PowerQuad private RAM problem above 8kB

cancel
Showing results for 
Show  only  | Search instead for 
Did you mean: 

PowerQuad private RAM problem above 8kB

3,694 Views
Mateo
Contributor II

Hello,

I use PowerQuad private RAM in LPCXpresso55S69 development board to accelerate computation.
From documentation PowerQuad private RAM has size of 16kB, but I have problem with addressing upper half. It seems that data from lower half of private RAM are overwritten if upper half are used.
I add sample project when write to upper half of private RAM causes that data is overwritten. When there is no call to upper half, example works OK.

/*******************************************************************************
 * Definitions
 ******************************************************************************/
#define DEMO_POWERQUAD POWERQUAD

#define EXAMPLE_ASSERT_TRUE(x)            \
    if (!(x))                             \
    {                                     \
        PRINTF("%s error\r\n", __func__); \
        while (1)                         \
        {                                 \
        }                                 \
    }

#define EXAMPLE_FIR_DATA_LEN     256
#define EXAMPLE_FIR_TAP_LEN      256
/*
 * Power Quad driver uses the first 4K private RAM, the RAM starts from 0xE0001000
 * could be used for other purpose.
 */
#define EXAMPLE_PRIVATE_RAM_1 ((float *)0xE0001000)
#define EXAMPLE_PRIVATE_RAM_3 ((float *)0xE0003000)


/* Float FIR */
static void PQ_FIRFloatExample(void)
{
    uint32_t i;
    pq_config_t pqConfig;

    PQ_GetDefaultConfig(&pqConfig);
    PQ_SetConfig(DEMO_POWERQUAD, &pqConfig);

    // Move data that will be moved back to buffer and compared, placed from 4kB of memory
    PQ_MatrixScale(DEMO_POWERQUAD, POWERQUAD_MAKE_MATRIX_LEN(16, EXAMPLE_FIR_TAP_LEN / 16, 0), 1.0f, s_firTaps,
                   EXAMPLE_PRIVATE_RAM_1);
    PQ_WaitDone(DEMO_POWERQUAD);

    // Move other data in private PowerQuad memory, placed from 12kB of memory
    // If this block is commented, example works, no overwrite
    PQ_MatrixScale(DEMO_POWERQUAD, POWERQUAD_MAKE_MATRIX_LEN(16, EXAMPLE_FIR_TAP_LEN / 16, 0), 1.0f, s_firOutputRef,
                   EXAMPLE_PRIVATE_RAM_3);
    PQ_WaitDone(DEMO_POWERQUAD);

    // Move back table from memory placed form 4kB of memory
    PQ_MatrixScale(DEMO_POWERQUAD, POWERQUAD_MAKE_MATRIX_LEN(16, EXAMPLE_FIR_TAP_LEN / 16, 0), 1.0f , EXAMPLE_PRIVATE_RAM_1,
        PowerQuadOutput);
    PQ_WaitDone(DEMO_POWERQUAD);

    // Data moved back to main memory are from second table not from first. Assert fails
    for (i = 0; i < EXAMPLE_FIR_DATA_LEN; i++)

════

Task requirements:
Write the next part of the PowerQuad private RAM post, picking up right after its last line. The stored data entries are separate from the PowerQuad private RAM post.

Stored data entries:
════

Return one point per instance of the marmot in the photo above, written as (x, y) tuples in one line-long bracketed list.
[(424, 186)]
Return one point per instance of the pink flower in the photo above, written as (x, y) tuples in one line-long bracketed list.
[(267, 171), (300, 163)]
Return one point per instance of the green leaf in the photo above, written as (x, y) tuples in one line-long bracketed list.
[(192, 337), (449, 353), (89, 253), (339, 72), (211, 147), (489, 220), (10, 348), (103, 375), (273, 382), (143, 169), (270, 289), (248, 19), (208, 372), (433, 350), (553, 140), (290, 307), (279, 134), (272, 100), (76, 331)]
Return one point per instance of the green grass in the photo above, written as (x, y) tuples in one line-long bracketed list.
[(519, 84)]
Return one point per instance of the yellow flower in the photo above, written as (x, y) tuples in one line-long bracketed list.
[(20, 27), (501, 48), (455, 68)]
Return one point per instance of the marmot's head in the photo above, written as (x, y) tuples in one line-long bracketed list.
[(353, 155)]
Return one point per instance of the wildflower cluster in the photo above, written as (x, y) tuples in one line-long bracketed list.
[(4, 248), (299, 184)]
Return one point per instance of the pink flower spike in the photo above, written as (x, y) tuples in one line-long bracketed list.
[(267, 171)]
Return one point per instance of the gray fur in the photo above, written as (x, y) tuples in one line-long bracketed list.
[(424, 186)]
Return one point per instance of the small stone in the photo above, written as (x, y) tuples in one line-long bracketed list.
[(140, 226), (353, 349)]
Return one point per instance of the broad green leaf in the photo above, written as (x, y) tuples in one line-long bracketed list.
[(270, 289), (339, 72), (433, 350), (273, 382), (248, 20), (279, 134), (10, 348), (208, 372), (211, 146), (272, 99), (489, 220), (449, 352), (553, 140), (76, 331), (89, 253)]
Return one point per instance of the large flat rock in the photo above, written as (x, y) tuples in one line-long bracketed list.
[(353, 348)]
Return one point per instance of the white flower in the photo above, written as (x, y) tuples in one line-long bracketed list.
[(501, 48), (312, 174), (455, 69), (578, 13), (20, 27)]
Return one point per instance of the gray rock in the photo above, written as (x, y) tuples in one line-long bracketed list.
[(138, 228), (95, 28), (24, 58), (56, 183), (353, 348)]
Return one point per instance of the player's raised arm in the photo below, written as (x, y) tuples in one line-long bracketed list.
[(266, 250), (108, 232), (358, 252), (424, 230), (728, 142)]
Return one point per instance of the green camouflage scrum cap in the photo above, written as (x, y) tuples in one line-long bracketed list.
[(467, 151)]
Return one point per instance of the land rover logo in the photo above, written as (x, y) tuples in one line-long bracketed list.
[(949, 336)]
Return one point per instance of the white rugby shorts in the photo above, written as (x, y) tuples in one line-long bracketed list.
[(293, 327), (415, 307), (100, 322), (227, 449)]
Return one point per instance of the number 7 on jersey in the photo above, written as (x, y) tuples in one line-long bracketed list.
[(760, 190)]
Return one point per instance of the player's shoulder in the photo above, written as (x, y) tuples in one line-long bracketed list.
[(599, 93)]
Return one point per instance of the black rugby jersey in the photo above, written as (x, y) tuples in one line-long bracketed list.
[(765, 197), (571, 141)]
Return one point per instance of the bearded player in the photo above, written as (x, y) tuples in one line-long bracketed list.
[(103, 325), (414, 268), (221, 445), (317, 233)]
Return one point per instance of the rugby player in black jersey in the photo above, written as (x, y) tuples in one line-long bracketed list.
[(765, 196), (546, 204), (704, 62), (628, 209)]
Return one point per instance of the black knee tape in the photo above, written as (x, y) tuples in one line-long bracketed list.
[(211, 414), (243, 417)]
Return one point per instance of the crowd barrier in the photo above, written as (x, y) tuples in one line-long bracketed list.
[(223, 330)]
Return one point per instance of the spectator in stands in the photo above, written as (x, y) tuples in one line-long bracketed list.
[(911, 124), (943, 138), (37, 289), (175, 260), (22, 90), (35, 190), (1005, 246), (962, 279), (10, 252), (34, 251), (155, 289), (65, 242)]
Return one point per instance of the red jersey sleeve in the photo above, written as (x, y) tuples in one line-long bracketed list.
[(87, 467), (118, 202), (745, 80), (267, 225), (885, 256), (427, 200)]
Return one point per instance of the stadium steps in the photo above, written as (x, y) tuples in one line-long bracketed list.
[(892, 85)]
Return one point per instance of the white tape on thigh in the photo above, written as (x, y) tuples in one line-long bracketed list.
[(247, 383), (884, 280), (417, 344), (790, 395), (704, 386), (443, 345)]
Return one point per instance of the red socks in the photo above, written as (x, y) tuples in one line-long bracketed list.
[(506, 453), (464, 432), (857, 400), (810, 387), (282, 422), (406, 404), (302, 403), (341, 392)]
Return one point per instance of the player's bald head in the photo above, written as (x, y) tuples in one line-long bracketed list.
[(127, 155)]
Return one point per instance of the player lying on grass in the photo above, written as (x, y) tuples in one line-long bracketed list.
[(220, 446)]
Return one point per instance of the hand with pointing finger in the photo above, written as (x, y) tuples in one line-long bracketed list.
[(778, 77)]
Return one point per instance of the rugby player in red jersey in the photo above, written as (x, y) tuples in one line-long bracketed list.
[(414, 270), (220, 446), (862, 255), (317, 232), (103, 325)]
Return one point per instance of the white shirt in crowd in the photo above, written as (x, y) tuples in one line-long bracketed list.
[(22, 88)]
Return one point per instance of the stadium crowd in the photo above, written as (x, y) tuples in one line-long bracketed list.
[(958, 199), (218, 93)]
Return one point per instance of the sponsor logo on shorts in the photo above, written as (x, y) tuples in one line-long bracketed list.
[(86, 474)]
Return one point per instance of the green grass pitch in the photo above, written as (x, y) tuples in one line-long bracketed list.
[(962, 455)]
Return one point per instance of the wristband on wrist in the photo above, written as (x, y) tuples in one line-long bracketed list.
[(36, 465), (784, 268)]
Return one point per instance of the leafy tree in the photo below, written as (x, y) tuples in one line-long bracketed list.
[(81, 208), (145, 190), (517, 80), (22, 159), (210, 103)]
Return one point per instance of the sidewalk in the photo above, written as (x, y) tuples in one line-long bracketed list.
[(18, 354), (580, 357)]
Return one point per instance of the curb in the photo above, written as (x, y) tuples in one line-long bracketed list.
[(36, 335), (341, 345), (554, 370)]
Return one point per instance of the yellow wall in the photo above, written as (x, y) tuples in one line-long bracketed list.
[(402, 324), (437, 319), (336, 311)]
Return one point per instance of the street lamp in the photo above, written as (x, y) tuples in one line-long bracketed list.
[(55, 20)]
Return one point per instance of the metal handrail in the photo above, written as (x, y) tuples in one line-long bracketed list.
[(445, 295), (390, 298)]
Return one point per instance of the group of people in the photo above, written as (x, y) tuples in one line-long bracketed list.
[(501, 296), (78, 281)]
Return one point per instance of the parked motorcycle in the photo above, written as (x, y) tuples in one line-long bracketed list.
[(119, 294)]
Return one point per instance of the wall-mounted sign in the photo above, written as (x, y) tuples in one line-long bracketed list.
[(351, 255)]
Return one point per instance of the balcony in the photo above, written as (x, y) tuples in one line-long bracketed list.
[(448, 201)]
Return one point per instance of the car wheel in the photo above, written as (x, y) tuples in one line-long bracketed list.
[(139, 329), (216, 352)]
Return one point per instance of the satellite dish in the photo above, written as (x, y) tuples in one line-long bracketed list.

════

Right answer:
    {
        EXAMPLE_ASSERT_TRUE(fabs(PowerQuadOutput[i] - s_firTaps[i]) < 0.00001);
    }
}

Could please check this and help with problem?

Best regards,
Mateusz

Labels (1)
0 Kudos
Reply
10 Replies

3,621 Views
Mateo
Contributor II

Hi xiangjun_rong,

I modified SDK example "lpcxpresso55s69_powerquad_fir_fast" to present problem. I use every solution that you provide:

1. TMPBASE is in shared memory

 

  pqConfig.tmpBase        = (uint32_t *) PowerQuadTemp;
  PQ_SetConfig(DEMO_POWERQUAD, &pqConfig);

2. SRAM4 is checked that is not used
Linker output:
" SRAM_4: 0 GB 16 KB 0.00%"
Map file:
SRAM_4 0x20040000 0x00004000 xrw

3. Only user accessible addres are used 0xE000_3000 and 0xE000_1000

// First 4K not used as is reserved for PowerQuad
#define EXAMPLE_PRIVATE_RAM_0 ((float *)0xE0000000)
// Memory that can be used by user, divided in 4K blocks
#define EXAMPLE_PRIVATE_RAM_1 ((float *)0xE0001000)
#define EXAMPLE_PRIVATE_RAM_2 ((float *)0xE0002000)
#define EXAMPLE_PRIVATE_RAM_3 ((float *)0xE0003000)

  // Move first data table that will be next moved back to buffer and compared, placed from 4kB of memory
  PQ_MatrixScale(DEMO_POWERQUAD, POWERQUAD_MAKE_MATRIX_LEN(16, EXAMPLE_DATA_LEN / 16, 0), 1.0f, s_firstData,
                 EXAMPLE_PRIVATE_RAM_1);
  PQ_WaitDone(DEMO_POWERQUAD);

  // Move second data table in private PowerQuad memory, placed from 12kB of memory
  // If this block is commented, example works, no overwrite
  PQ_MatrixScale(DEMO_POWERQUAD, POWERQUAD_MAKE_MATRIX_LEN(16, EXAMPLE_DATA_LEN / 16, 0), 1.0f, s_secondData,
                 EXAMPLE_PRIVATE_RAM_3);
  PQ_WaitDone(DEMO_POWERQUAD);

  // Move back first data table from memory placed form 4kB of memory
  PQ_MatrixScale(DEMO_POWERQUAD, POWERQUAD_MAKE_MATRIX_LEN(16, EXAMPLE_DATA_LEN / 16, 0), 1.0f , EXAMPLE_PRIVATE_RAM_1,
      PowerQuadOutput);
  PQ_WaitDone(DEMO_POWERQUAD);

 

Example move two different tables into two separated places of PowerQuad private memory EXAMPLE_PRIVATE_RAM_1 and EXAMPLE_PRIVATE_RAM_3. Next move back first table EXAMPLE_PRIVATE_RAM_1 to other shared buffer and compare that is the same as saved.

This example works if use of "EXAMPLE_PRIVATE_RAM_3" is commented. Moved tables are the same, but if add moving of second table to EXAMPLE_PRIVATE_RAM_3 this fails.

If any more question please ask.

I add project in attachment, maybe this will help investigate  problem.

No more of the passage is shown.